■ Excerpt provided ■
=== Section Start ===

Anaerobic bacteria formed 15.6% of all isolates, which is in agreement with previous observations of 20–50% of all CSOM infections attributed to anaerobes [4]. Some of the previous studies have not found significant association of anaerobes with CSOM [1, 4, 12]. Even though anaerobes are thought to play a pathogenic role in CSOM, the large variability in their isolation rates among different studies may be due to differences in sampling and processing techniques, prior use of antibiotics and differences in the timing of sampling during the course of the disease.

In the present analysis, fungi formed 9.6% of all isolates, with Aspergillus spp. being the predominant isolate. Even though fungi are routinely regarded as colonizers, they can be pathogenic in an already inflamed ear. Fungi have been isolated in previous studies in up to 50% of cases of CSOM [2]. Treatment targeting fungi should be administered in cases of positive cultures especially in hot and humid regions.

The cardinal symptoms of CSOM include purulent otorrhoea and progressive conductive deafness. Medical management of CSOM involves eliminating infection and controlling otorrhea. Ototopical agents are a highly effective and powerful tool for clinicians and are used as first-line agents for otorrhea [3]. Topical agents used in the treatment of chronic middle ear disease are a combination of antibiotics, antifungals, antiseptics, solvents and steroids. The common topical antibiotics used in the management are the aminoglycosides including gentamicin, framycetin and neomycin. Neomycin, the most commonly prescribed topical agent at our setting was the least efficacious with only 3.5% of all isolates sensitive to this drug. Tobramycin and gentamicin were active against 83.8 and 78.1% of all the isolates tested, respectively. Amikacin was found to be the most effective aminoglycoside; however its unavailability as topical preparation prevents its routine use. The risk of ototoxicity by using aminoglycoside preparations remains a subject of discussion. However, despite the widespread use of aminoglycoside topical preparations worldwide, relatively few cases of ototoxicity seem to have been documented in the literature [13]. Topical quinolones are considered as promising options in the management of CSOM. Our findings showed 75.6% of all isolates were sensitive to ciprofloxacin. However, there is a concern for secondary fungal overgrowth causing otitis externa as a side effect following treatment with topical quinolones [2].

=== Section End ===

■ Raw data ■
=== Section Start ===

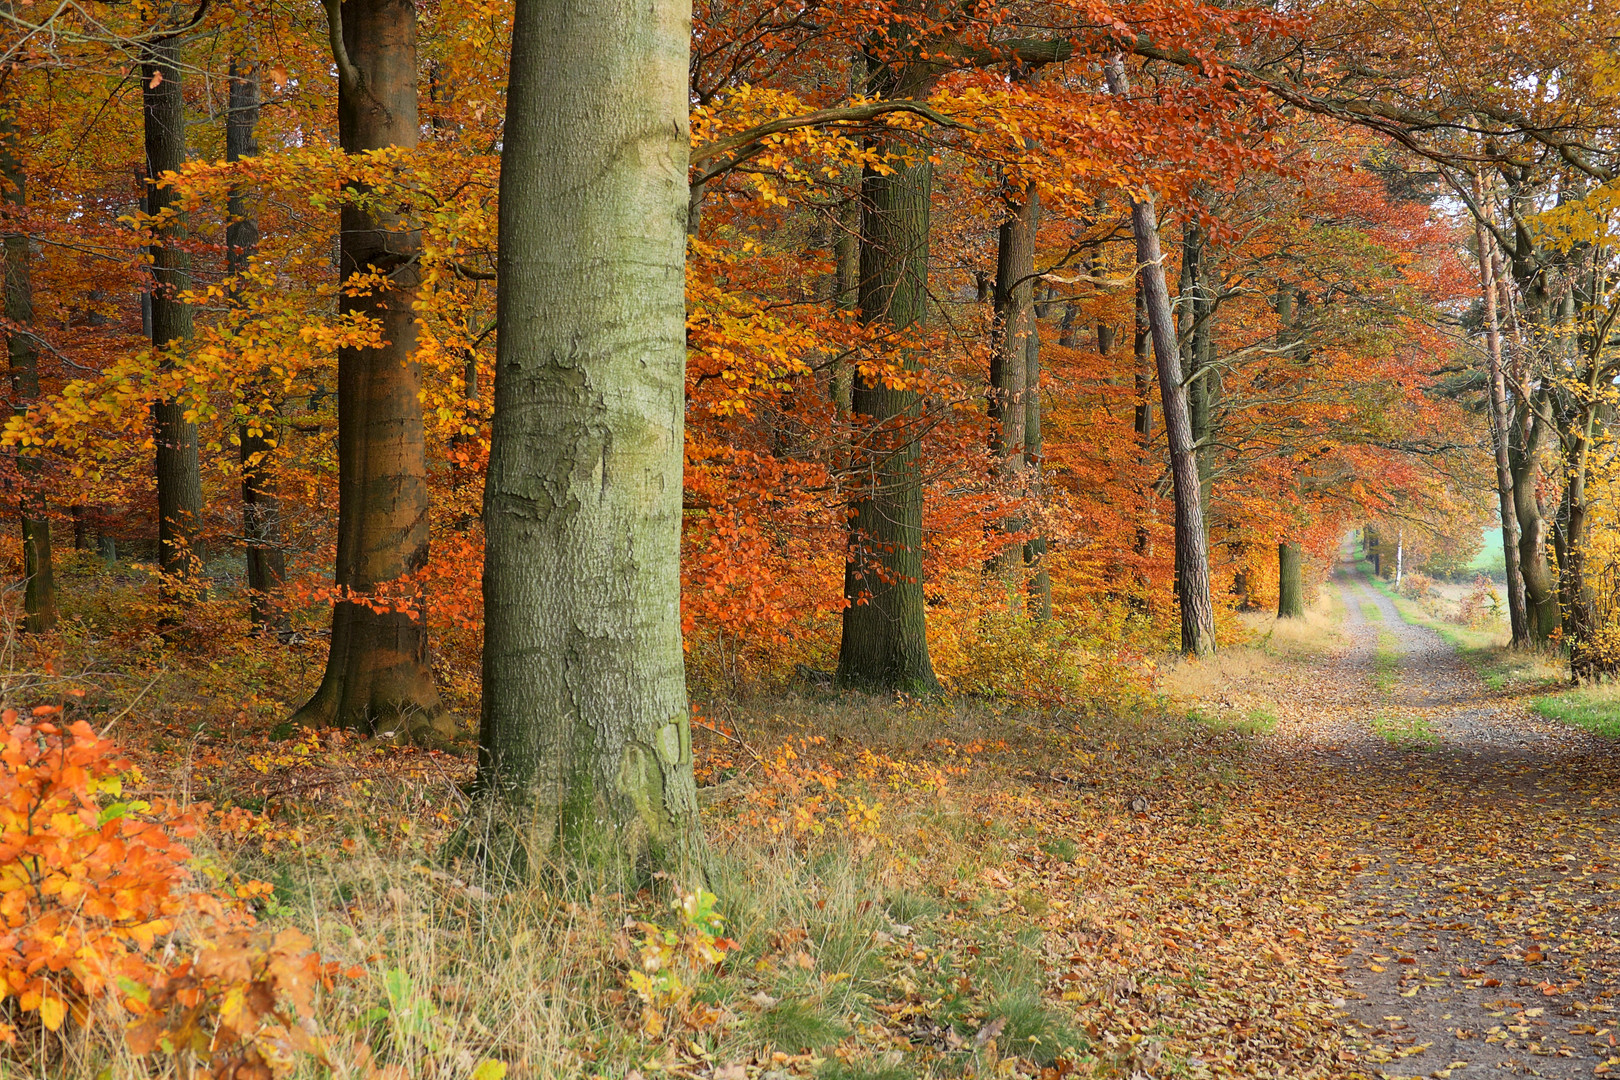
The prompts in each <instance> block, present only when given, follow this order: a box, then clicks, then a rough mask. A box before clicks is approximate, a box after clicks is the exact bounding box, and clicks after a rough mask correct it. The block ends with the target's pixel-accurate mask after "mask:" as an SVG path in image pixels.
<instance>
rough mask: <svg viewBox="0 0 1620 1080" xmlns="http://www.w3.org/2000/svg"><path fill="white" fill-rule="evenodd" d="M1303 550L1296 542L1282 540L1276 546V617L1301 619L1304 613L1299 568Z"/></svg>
mask: <svg viewBox="0 0 1620 1080" xmlns="http://www.w3.org/2000/svg"><path fill="white" fill-rule="evenodd" d="M1302 567H1304V552H1302V551H1301V549H1299V544H1298V542H1293V541H1283V542H1281V544H1278V546H1277V617H1278V619H1302V617H1304V614H1306V588H1304V581H1302V573H1301V568H1302Z"/></svg>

=== Section End ===

■ Task 1 ■
From the CSOM passage, extract word for word the stretch that starts with the words containing "In the present" and ends with "and humid regions.".
■ Task 2 ■
According to the CSOM passage, what percentage of all isolates were sensitive to ciprofloxacin?
■ Task 3 ■
Render this sentence from the CSOM passage in Spanish: "The cardinal symptoms of CSOM include purulent otorrhoea and progressive conductive deafness."
Work only from the CSOM passage.

■ Task response 1 ■
In the present analysis, fungi formed 9.6% of all isolates, with Aspergillus spp. being the predominant isolate. Even though fungi are routinely regarded as colonizers, they can be pathogenic in an already inflamed ear. Fungi have been isolated in previous studies in up to 50% of cases of CSOM [2]. Treatment targeting fungi should be administered in cases of positive cultures especially in hot and humid regions.

■ Task response 2 ■
75.6%

■ Task response 3 ■
Los síntomas cardinales de la CSOM incluyen la otorrea purulenta y la sordera conductiva progresiva.